> **BRIEF**:
When a line of the entries contains the word "napkin", report that line.

> **SOURCE DATA**:
- Opening Delimiter -
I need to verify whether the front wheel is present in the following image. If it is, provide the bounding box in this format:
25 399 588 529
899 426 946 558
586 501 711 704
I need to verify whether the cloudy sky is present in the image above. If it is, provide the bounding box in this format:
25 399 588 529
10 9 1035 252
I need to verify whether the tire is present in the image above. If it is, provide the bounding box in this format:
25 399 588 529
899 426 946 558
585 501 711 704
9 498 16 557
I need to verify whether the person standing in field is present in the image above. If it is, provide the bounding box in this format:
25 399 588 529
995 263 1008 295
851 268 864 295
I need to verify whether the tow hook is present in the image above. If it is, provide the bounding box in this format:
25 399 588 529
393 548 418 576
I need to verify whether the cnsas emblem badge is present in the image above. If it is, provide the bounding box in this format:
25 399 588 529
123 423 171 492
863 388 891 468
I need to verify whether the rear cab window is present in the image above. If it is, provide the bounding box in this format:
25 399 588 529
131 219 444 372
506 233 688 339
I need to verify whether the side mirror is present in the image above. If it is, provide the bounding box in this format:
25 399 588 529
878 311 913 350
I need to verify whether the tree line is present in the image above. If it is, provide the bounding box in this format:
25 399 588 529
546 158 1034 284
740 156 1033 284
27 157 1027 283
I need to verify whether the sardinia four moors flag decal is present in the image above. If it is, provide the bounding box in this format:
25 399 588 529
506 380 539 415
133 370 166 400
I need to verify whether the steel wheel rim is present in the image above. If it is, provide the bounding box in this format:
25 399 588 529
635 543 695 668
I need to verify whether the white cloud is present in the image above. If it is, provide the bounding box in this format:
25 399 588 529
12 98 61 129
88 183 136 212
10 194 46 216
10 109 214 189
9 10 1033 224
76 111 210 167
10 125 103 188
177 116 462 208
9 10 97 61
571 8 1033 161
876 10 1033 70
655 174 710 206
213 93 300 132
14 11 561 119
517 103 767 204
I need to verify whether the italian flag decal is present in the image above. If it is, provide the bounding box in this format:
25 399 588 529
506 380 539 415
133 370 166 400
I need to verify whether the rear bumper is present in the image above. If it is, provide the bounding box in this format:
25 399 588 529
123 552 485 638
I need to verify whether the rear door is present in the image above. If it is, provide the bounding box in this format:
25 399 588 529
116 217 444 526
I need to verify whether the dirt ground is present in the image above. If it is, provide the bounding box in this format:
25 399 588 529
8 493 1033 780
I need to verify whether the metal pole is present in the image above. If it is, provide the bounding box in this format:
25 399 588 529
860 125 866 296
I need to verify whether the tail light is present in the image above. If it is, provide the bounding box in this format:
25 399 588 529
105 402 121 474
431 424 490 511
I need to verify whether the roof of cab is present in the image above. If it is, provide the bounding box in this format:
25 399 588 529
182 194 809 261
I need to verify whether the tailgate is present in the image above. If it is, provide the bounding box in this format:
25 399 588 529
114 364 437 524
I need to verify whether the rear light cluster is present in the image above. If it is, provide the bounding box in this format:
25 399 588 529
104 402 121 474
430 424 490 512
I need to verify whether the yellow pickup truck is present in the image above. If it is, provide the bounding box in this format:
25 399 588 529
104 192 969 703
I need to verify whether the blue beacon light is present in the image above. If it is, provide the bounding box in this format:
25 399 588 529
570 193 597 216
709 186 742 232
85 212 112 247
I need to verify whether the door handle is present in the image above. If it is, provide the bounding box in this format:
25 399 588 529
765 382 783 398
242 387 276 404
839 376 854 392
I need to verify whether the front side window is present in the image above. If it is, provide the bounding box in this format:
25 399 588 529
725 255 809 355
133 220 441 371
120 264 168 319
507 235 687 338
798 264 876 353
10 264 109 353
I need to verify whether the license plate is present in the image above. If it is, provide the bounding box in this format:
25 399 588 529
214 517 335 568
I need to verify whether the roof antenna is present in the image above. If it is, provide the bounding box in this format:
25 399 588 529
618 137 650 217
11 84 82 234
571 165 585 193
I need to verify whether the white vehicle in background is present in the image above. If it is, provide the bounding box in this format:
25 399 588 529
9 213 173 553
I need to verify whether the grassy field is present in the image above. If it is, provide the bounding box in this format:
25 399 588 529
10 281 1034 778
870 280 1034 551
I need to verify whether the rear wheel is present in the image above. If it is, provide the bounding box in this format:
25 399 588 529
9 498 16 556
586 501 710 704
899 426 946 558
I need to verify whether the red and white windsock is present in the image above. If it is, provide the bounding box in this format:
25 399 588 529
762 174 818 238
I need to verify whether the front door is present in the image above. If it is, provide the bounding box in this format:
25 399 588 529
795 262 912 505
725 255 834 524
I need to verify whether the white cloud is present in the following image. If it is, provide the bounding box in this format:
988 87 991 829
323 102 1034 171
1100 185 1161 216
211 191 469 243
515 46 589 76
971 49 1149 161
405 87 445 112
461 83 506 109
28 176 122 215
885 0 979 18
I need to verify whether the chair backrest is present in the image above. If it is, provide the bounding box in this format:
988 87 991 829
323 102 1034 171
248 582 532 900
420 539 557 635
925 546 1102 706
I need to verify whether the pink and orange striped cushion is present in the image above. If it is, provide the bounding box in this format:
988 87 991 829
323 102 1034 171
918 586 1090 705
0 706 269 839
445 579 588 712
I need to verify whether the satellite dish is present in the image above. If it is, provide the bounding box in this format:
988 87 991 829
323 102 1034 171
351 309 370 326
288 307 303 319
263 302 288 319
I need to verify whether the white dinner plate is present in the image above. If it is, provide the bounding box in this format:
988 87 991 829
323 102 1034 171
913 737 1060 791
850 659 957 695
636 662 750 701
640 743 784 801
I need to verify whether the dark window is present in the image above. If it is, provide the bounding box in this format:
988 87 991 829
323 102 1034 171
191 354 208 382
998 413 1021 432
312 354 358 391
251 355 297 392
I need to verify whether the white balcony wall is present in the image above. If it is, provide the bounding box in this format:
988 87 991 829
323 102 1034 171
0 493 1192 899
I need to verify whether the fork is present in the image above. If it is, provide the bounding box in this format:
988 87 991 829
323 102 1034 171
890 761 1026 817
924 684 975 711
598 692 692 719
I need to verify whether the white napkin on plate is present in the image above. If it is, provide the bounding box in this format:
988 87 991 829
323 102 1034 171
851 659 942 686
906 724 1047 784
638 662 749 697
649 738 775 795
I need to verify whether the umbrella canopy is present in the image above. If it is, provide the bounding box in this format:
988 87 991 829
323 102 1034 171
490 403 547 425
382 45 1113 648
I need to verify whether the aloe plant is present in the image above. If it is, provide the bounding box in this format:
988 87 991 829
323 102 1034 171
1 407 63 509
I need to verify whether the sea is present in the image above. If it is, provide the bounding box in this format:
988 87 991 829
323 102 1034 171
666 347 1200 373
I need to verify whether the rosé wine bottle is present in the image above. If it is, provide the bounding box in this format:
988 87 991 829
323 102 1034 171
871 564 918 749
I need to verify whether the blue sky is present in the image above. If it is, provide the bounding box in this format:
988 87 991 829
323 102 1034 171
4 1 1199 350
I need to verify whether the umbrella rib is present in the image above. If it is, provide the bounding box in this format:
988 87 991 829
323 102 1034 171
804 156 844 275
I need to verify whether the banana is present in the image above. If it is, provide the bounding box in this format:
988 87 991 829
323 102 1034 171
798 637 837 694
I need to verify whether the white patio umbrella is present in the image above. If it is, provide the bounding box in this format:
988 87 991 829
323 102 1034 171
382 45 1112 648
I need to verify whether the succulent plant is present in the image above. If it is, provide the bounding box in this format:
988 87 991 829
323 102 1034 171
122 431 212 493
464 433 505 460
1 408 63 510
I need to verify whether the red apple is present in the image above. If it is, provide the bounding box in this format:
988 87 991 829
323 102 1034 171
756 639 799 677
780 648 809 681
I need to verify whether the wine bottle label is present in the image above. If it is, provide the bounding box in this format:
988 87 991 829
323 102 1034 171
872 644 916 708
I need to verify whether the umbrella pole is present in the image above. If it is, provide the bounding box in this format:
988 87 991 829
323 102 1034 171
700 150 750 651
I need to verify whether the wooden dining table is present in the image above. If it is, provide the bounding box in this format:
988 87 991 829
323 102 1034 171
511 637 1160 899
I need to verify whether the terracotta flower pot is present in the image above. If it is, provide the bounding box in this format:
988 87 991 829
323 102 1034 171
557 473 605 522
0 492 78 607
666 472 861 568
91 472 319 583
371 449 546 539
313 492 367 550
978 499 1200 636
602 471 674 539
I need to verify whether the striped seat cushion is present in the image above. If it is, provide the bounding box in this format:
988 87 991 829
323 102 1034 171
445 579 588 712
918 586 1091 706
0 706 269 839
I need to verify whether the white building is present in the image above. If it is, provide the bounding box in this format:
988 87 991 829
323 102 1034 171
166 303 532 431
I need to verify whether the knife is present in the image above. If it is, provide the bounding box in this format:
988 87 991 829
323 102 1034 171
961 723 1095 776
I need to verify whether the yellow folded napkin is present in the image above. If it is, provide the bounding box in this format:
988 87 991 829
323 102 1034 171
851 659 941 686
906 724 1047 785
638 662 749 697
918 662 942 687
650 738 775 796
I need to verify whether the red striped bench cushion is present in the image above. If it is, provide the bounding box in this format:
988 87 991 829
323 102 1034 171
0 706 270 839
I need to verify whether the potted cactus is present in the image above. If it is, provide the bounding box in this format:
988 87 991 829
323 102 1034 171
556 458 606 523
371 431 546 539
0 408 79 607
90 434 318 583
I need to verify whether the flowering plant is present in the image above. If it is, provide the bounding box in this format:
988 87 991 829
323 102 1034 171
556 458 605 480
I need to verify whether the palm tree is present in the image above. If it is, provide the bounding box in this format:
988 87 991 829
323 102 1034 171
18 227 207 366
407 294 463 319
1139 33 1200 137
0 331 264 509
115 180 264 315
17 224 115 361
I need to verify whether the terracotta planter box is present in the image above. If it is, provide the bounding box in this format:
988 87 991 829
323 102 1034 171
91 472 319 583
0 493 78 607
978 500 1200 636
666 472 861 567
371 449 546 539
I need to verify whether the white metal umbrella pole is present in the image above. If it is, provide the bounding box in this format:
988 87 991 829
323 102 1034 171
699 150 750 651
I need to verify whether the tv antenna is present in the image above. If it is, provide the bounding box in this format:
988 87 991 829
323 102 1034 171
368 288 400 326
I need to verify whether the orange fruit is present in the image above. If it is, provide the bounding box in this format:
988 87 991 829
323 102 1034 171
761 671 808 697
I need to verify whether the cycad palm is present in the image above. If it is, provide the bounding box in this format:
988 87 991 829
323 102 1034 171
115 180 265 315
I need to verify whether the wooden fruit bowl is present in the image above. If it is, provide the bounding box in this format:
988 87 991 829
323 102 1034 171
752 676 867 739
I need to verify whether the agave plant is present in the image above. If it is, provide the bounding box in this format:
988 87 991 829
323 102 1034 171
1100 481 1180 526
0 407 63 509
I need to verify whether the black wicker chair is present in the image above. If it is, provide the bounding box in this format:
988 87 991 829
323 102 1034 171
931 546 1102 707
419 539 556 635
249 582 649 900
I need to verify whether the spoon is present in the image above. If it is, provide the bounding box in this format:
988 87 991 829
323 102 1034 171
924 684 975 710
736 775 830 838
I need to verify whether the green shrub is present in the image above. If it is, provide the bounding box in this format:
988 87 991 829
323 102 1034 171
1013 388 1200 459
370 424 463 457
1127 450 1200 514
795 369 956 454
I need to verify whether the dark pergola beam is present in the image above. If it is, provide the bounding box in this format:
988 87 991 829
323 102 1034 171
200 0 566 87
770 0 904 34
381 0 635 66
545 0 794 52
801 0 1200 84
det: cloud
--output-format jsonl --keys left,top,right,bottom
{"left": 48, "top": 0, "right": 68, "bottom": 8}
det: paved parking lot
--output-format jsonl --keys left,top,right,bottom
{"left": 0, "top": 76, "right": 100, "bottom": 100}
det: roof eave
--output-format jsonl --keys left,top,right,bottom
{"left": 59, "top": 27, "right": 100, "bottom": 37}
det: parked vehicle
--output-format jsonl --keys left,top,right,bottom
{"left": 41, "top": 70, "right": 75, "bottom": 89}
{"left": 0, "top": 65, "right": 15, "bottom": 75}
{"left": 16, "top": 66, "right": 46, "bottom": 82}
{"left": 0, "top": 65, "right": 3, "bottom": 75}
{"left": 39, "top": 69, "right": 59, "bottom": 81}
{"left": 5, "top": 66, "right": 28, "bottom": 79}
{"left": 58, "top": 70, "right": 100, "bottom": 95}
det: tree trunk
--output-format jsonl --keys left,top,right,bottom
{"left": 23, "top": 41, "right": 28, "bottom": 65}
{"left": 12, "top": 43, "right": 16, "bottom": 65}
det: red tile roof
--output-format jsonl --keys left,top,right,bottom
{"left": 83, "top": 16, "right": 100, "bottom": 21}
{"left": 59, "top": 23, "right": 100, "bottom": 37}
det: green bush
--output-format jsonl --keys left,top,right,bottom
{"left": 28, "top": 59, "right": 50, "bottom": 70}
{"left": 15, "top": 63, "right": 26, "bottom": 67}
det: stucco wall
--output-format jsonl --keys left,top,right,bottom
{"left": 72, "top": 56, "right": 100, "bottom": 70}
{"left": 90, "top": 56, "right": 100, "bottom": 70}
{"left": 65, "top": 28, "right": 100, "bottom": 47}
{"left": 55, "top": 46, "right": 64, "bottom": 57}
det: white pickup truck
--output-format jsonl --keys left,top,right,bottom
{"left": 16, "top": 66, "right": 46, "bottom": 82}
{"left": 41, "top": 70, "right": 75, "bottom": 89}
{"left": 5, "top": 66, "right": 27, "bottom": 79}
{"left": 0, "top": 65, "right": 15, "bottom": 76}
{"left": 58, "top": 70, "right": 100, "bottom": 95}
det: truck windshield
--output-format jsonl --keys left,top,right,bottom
- Closing Delimiter -
> **SOLUTION**:
I need to verify whether the white napkin on plate is present in the image above. If it is, provide the bounding box in this format:
I need to verify whether the yellow folded napkin is present in the image above. If it is, provide the bounding box in this format:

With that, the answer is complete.